--- Task brief ---
Report how many lines in the entries below contain the word "Each", treating uppercase and lowercase as different. Give only the number.

--- Material for this exercise ---
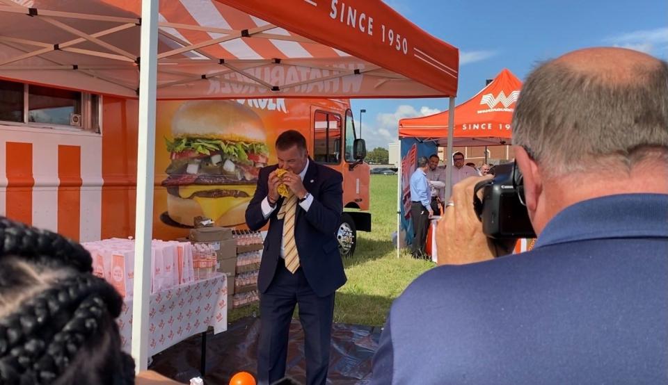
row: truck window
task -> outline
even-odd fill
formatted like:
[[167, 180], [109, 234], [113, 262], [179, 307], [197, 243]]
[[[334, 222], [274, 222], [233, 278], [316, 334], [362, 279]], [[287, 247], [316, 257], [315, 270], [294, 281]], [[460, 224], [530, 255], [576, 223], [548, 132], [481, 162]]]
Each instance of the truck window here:
[[353, 120], [353, 111], [346, 110], [346, 161], [353, 163], [355, 156], [353, 155], [353, 145], [355, 143], [355, 121]]
[[316, 111], [313, 127], [313, 160], [321, 163], [341, 163], [341, 115]]
[[23, 122], [24, 85], [0, 80], [0, 120]]
[[100, 95], [0, 81], [0, 122], [100, 131]]

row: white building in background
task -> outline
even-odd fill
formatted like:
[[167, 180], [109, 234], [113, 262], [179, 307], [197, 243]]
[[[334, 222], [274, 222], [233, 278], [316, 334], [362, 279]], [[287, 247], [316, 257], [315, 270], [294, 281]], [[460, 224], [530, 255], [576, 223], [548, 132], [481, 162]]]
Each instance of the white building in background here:
[[399, 167], [399, 159], [401, 159], [400, 149], [401, 143], [399, 142], [388, 145], [388, 151], [390, 153], [390, 159], [388, 161], [389, 164], [395, 167]]

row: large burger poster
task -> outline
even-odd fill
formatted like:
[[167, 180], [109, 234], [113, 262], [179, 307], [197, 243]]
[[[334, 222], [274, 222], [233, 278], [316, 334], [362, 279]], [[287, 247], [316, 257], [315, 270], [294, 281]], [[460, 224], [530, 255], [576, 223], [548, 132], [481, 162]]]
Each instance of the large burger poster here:
[[[308, 104], [294, 107], [290, 115], [308, 119]], [[295, 123], [285, 101], [160, 101], [157, 108], [155, 236], [184, 236], [196, 217], [244, 227], [258, 172], [276, 163], [276, 138]]]

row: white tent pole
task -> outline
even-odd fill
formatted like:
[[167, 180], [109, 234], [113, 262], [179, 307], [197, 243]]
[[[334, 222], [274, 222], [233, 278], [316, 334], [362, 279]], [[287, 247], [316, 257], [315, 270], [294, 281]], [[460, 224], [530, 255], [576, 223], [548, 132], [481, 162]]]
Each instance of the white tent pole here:
[[397, 172], [397, 258], [400, 254], [401, 241], [401, 138], [399, 138], [399, 170]]
[[141, 2], [141, 70], [139, 74], [139, 137], [137, 146], [137, 206], [135, 218], [132, 357], [135, 370], [148, 366], [149, 301], [155, 162], [155, 99], [157, 78], [158, 0]]
[[452, 140], [454, 137], [454, 97], [450, 97], [447, 109], [447, 147], [445, 154], [445, 199], [452, 195]]

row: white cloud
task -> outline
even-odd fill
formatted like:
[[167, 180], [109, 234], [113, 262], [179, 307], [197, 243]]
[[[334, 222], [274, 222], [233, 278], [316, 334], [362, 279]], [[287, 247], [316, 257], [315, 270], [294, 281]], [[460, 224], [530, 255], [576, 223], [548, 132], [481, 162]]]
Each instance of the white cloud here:
[[399, 140], [399, 120], [433, 115], [439, 112], [440, 111], [438, 109], [427, 106], [420, 107], [418, 110], [413, 106], [401, 104], [397, 106], [393, 113], [376, 115], [375, 122], [365, 123], [362, 127], [362, 137], [367, 142], [367, 149], [369, 151], [376, 147], [386, 149], [388, 144]]
[[635, 31], [605, 39], [605, 42], [615, 47], [628, 48], [645, 52], [665, 55], [668, 50], [668, 28]]
[[487, 60], [496, 56], [496, 51], [460, 51], [459, 65]]

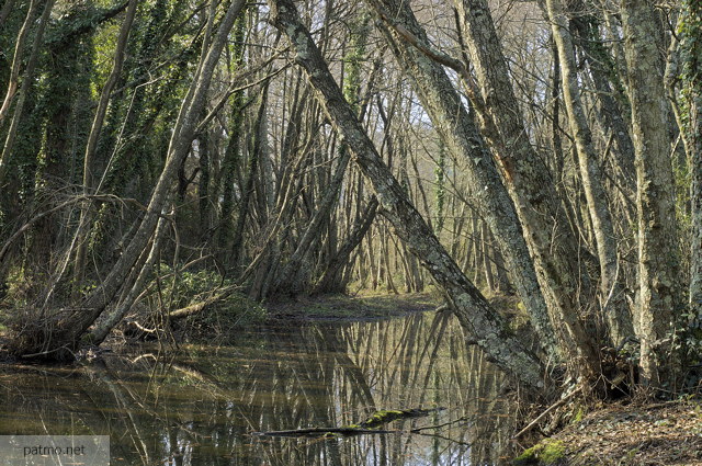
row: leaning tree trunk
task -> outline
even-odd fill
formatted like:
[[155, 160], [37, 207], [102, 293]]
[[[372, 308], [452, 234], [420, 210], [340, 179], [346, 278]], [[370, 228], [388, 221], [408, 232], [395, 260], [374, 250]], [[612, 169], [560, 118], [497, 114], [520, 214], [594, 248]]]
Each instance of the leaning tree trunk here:
[[575, 139], [587, 208], [592, 221], [595, 242], [600, 262], [600, 293], [605, 321], [614, 345], [619, 346], [634, 333], [629, 305], [621, 285], [616, 238], [612, 216], [607, 204], [600, 163], [592, 141], [592, 133], [580, 96], [576, 73], [575, 49], [568, 19], [561, 0], [546, 0], [554, 42], [561, 62], [561, 79], [570, 132]]
[[656, 19], [649, 0], [623, 0], [622, 23], [636, 151], [638, 285], [635, 329], [641, 376], [654, 388], [673, 388], [678, 372], [673, 331], [679, 297], [675, 178]]
[[70, 351], [78, 345], [87, 329], [100, 317], [122, 287], [144, 249], [148, 247], [156, 225], [162, 216], [161, 213], [167, 206], [178, 168], [190, 150], [197, 126], [197, 118], [205, 105], [207, 90], [219, 55], [226, 44], [234, 21], [244, 4], [244, 0], [235, 0], [229, 5], [226, 14], [220, 20], [212, 44], [201, 57], [200, 66], [173, 128], [166, 164], [151, 194], [147, 212], [120, 260], [107, 276], [104, 277], [100, 286], [77, 306], [80, 308], [79, 311], [61, 310], [56, 320], [39, 322], [35, 327], [35, 331], [23, 332], [18, 340], [11, 343], [11, 349], [14, 353], [43, 355], [52, 359], [70, 357]]
[[291, 0], [269, 0], [271, 20], [285, 33], [295, 50], [317, 99], [335, 129], [353, 152], [354, 161], [373, 184], [384, 214], [396, 235], [405, 241], [424, 268], [433, 275], [453, 302], [456, 315], [468, 332], [496, 364], [536, 388], [543, 386], [542, 366], [537, 359], [503, 327], [501, 317], [465, 277], [443, 249], [417, 209], [407, 201], [403, 187], [383, 162], [363, 126], [346, 102], [312, 35], [302, 24]]
[[579, 239], [568, 228], [548, 168], [526, 136], [488, 4], [456, 1], [456, 7], [482, 95], [476, 111], [486, 122], [484, 134], [503, 168], [502, 180], [519, 213], [551, 318], [571, 322], [573, 330], [561, 336], [564, 354], [571, 357], [573, 349], [586, 344], [590, 348], [584, 352], [595, 360], [592, 343], [577, 343], [589, 339], [577, 316], [582, 300], [591, 296], [577, 259]]
[[686, 33], [680, 45], [686, 57], [683, 78], [688, 90], [690, 122], [687, 133], [691, 149], [690, 173], [692, 173], [690, 323], [702, 328], [702, 3], [697, 0], [687, 0], [686, 8], [681, 21]]
[[[567, 258], [566, 262], [544, 262], [543, 268], [540, 264], [539, 273], [543, 274], [542, 283], [545, 285], [540, 289], [539, 277], [522, 237], [519, 219], [495, 168], [492, 157], [440, 64], [458, 70], [464, 78], [466, 78], [465, 67], [456, 64], [456, 60], [451, 57], [431, 49], [426, 33], [407, 4], [400, 5], [393, 0], [382, 0], [373, 1], [373, 5], [389, 26], [395, 56], [415, 79], [418, 94], [431, 116], [434, 127], [444, 139], [449, 150], [468, 162], [466, 174], [469, 177], [474, 192], [480, 202], [483, 217], [488, 220], [490, 230], [499, 241], [500, 250], [514, 279], [514, 285], [526, 308], [530, 309], [530, 316], [540, 337], [553, 339], [555, 330], [562, 343], [561, 349], [566, 355], [573, 373], [582, 376], [584, 380], [597, 379], [600, 372], [599, 357], [578, 316], [578, 281], [563, 282], [568, 276], [575, 279], [578, 275], [567, 275], [553, 269], [554, 264], [567, 266], [569, 262], [571, 263], [574, 258], [578, 257], [577, 250], [570, 255], [564, 255], [564, 259]], [[513, 112], [513, 107], [509, 112]], [[498, 156], [507, 154], [501, 149], [496, 152]], [[508, 182], [512, 177], [519, 175], [514, 170], [513, 159], [510, 157], [498, 157], [498, 162], [503, 170], [503, 178]], [[489, 187], [485, 189], [484, 186]], [[543, 197], [536, 197], [533, 193], [531, 196], [533, 203], [544, 202]], [[520, 197], [518, 202], [523, 201]], [[539, 231], [544, 235], [553, 230], [552, 228], [543, 228]], [[551, 239], [550, 236], [547, 237]], [[546, 241], [544, 238], [544, 245], [547, 243]], [[557, 291], [557, 294], [553, 293], [554, 291]], [[553, 318], [553, 325], [548, 319], [542, 292], [548, 293], [550, 302], [555, 303], [555, 306], [551, 307], [557, 312]], [[539, 293], [539, 295], [535, 296], [534, 293]], [[524, 296], [529, 296], [529, 298], [524, 298]], [[539, 300], [534, 300], [534, 297]]]

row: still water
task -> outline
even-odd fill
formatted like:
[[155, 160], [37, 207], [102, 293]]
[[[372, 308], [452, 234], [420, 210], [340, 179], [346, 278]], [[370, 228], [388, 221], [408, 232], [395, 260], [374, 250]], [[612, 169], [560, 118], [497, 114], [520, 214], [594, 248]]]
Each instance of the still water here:
[[[131, 351], [69, 367], [0, 366], [0, 435], [109, 434], [112, 465], [492, 465], [513, 453], [514, 396], [445, 312]], [[435, 407], [446, 409], [383, 428], [392, 433], [256, 434]]]

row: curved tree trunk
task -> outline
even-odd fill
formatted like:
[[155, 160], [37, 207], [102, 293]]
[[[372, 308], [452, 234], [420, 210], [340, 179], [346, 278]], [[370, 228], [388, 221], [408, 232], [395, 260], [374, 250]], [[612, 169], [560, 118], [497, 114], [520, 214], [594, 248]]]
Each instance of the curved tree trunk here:
[[546, 12], [558, 50], [564, 101], [575, 139], [582, 189], [595, 232], [600, 262], [600, 294], [604, 306], [602, 311], [608, 322], [610, 337], [614, 345], [619, 346], [634, 333], [634, 330], [624, 289], [618, 276], [619, 259], [614, 226], [602, 184], [599, 160], [592, 143], [592, 133], [580, 96], [568, 19], [561, 0], [546, 0]]
[[188, 96], [183, 101], [173, 128], [166, 164], [151, 194], [147, 212], [120, 260], [100, 286], [77, 306], [79, 310], [71, 311], [66, 309], [59, 314], [56, 320], [38, 325], [34, 332], [24, 332], [19, 340], [11, 343], [14, 353], [42, 355], [52, 359], [70, 357], [71, 350], [78, 345], [80, 338], [100, 317], [122, 287], [132, 268], [148, 247], [156, 225], [162, 216], [161, 213], [167, 206], [178, 168], [190, 150], [197, 126], [197, 117], [202, 114], [205, 105], [214, 69], [234, 21], [244, 4], [244, 0], [235, 0], [228, 7], [212, 44], [201, 57], [197, 72], [191, 83]]
[[641, 340], [641, 376], [670, 389], [679, 370], [672, 331], [679, 309], [675, 178], [670, 159], [666, 92], [653, 4], [622, 0], [629, 69], [638, 209], [638, 285], [635, 329]]

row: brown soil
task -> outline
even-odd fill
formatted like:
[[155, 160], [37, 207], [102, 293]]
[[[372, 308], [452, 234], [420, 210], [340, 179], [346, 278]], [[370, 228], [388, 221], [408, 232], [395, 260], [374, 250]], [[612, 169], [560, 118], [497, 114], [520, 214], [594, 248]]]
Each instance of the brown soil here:
[[[542, 442], [521, 464], [702, 466], [700, 401], [611, 405]], [[558, 453], [559, 451], [559, 453]]]
[[267, 303], [272, 320], [364, 320], [435, 309], [432, 293], [324, 295]]

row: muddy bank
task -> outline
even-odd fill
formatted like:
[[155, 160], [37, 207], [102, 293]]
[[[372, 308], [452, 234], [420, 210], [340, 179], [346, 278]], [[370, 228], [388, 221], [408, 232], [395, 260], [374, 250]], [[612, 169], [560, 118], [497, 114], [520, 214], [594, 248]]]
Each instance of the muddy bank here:
[[608, 405], [536, 446], [514, 465], [701, 466], [699, 399]]

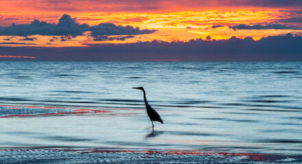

--- The solution ---
10